Document extract START
Belief in God provides a real sense of purpose, says Jeff Tallon.
A proposed bus advertisement campaign featured the message: "There's probably no God. Now stop worrying and enjoy your life."
I questioned the first sentence, suggesting that it was inconsistent with what we know about our fine-tuned physical and biological world.
True, there is just the faintest possibility that we are here by chance, although the odds are stacked hugely against it. Yet here we are. The conclusion is clear - if our world is unlikely to be the product of chance there is quite probably a creator.
But I also question the second sentence. It suggests that serious believers in God are racked with worry and do not enjoy life.
But is this really the case? One has only to visit any thriving church on a Sunday morning to witness the obvious joy of worship. The bands, singing and hand clapping may not suit everyone's taste but they hardly bring to mind gloom and anxiety.
It is like suggesting that St Francis of Assisi, regarded as the most joyful of all the saints, would have been even happier if he had given up his faith.
On the contrary, the happiness he vainly sought as a young man came only when he committed to living with God.
The same can be said of St Augustine who wrote: "You have made us for yourself, O Lord, and our hearts are restless until they rest in you."
The Bible recommends cheerfulness. The words "joy", "joyful", "rejoice" and "glad" occur 550 times in the King James version.
Jesus said to his disciples: "I have told you this so that my joy may be in you and that your joy may be complete." Elsewhere he said: "I am come that you might have life, life in all its abundance."
Sadly, some people may have had bad experiences in the church. But statistically believers are found to be healthier, happier and live longer. They also give much more to charity, both of time and money, than non-believers do. At a meeting of atheist scientists two years ago, one speaker conceded that belief in God seems to motivate people to help others.
He referred to the aftermath of Hurricane Katrina when churches all over the United States sent people, money and supplies to help meet the need. He reflected that as far as he knew no atheist group had responded at all.
Clearly, religious people do not have a monopoly on acts of kindness, but statistically they steal the show.
Some years back our Government introduced a volunteer programme in prisons. It turns out that 86 per cent of the volunteers are motivated by belief in God.
At the same time the church-going population in New Zealand is only about 16 per cent. The bottom line is that belief in God motivates concern for others.
That is only to be expected. Compassion is a core teaching of the church.
Document extract END
Given data START
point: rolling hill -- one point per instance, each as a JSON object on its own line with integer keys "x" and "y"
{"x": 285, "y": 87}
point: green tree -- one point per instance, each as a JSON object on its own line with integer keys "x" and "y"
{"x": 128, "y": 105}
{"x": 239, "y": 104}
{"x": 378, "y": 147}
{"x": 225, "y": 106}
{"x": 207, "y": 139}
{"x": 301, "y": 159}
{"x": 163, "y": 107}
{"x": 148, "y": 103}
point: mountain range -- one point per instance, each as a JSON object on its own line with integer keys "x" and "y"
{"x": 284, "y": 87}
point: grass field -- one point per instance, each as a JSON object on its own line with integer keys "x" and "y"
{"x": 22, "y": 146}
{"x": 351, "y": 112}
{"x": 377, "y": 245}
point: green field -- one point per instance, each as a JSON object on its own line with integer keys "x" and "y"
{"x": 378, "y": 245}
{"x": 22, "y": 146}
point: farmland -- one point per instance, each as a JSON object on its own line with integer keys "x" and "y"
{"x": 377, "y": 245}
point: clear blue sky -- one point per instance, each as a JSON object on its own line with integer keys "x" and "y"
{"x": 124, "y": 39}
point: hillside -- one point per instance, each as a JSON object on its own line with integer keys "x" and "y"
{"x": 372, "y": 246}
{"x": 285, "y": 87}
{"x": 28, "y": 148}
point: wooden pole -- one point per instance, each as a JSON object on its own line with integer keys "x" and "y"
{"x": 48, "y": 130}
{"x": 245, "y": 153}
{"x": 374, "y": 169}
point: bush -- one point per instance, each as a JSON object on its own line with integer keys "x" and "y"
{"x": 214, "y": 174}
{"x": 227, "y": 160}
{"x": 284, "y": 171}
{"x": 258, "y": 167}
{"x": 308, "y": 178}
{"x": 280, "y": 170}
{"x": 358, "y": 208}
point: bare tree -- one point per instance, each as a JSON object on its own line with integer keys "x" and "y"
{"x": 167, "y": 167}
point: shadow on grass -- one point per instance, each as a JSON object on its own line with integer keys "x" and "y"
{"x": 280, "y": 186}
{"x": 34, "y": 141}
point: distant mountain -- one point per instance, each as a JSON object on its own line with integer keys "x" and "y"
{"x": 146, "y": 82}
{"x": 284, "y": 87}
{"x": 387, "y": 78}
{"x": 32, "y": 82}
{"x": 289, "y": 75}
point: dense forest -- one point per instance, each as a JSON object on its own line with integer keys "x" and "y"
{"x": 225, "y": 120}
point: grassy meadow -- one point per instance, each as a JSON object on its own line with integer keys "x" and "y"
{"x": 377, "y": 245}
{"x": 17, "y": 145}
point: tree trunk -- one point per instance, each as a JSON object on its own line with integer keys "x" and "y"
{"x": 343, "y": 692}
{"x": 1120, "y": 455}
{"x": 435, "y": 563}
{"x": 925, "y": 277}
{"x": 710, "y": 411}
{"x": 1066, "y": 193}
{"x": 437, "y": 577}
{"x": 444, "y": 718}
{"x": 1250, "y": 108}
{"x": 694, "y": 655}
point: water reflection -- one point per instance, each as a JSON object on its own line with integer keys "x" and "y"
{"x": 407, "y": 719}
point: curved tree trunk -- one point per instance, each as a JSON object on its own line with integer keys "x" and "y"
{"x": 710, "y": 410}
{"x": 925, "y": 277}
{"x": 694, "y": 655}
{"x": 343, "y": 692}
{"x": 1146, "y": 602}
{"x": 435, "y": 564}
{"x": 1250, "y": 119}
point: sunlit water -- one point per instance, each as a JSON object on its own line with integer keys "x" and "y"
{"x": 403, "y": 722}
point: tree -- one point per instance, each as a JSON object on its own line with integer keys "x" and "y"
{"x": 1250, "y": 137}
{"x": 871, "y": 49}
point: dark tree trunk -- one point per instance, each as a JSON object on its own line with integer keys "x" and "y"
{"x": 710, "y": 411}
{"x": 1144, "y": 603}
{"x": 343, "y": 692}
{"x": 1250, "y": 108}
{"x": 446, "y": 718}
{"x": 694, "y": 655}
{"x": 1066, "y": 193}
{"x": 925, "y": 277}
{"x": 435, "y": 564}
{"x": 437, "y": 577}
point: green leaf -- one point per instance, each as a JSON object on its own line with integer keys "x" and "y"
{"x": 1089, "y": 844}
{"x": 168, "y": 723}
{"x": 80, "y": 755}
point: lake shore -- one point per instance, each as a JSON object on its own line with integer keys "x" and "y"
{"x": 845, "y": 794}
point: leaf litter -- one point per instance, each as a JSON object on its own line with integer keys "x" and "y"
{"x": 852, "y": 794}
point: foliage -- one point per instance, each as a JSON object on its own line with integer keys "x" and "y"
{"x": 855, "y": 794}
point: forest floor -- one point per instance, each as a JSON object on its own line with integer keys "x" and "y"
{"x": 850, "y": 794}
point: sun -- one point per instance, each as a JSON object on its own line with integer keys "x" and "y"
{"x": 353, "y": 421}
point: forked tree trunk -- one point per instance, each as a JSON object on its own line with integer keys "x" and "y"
Given data END
**Task instructions**.
(1) Write out the part of the essay on belief in God that opens with the words containing "Sadly, some people" and closes with "responded at all.".
(2) Please translate this sentence from the essay on belief in God into Spanish: "Compassion is a core teaching of the church."

**Results for the exercise**.
(1)
Sadly, some people may have had bad experiences in the church. But statistically believers are found to be healthier, happier and live longer. They also give much more to charity, both of time and money, than non-believers do. At a meeting of atheist scientists two years ago, one speaker conceded that belief in God seems to motivate people to help others.
He referred to the aftermath of Hurricane Katrina when churches all over the United States sent people, money and supplies to help meet the need. He reflected that as far as he knew no atheist group had responded at all.

(2) La compasión es una enseñanza central de la iglesia.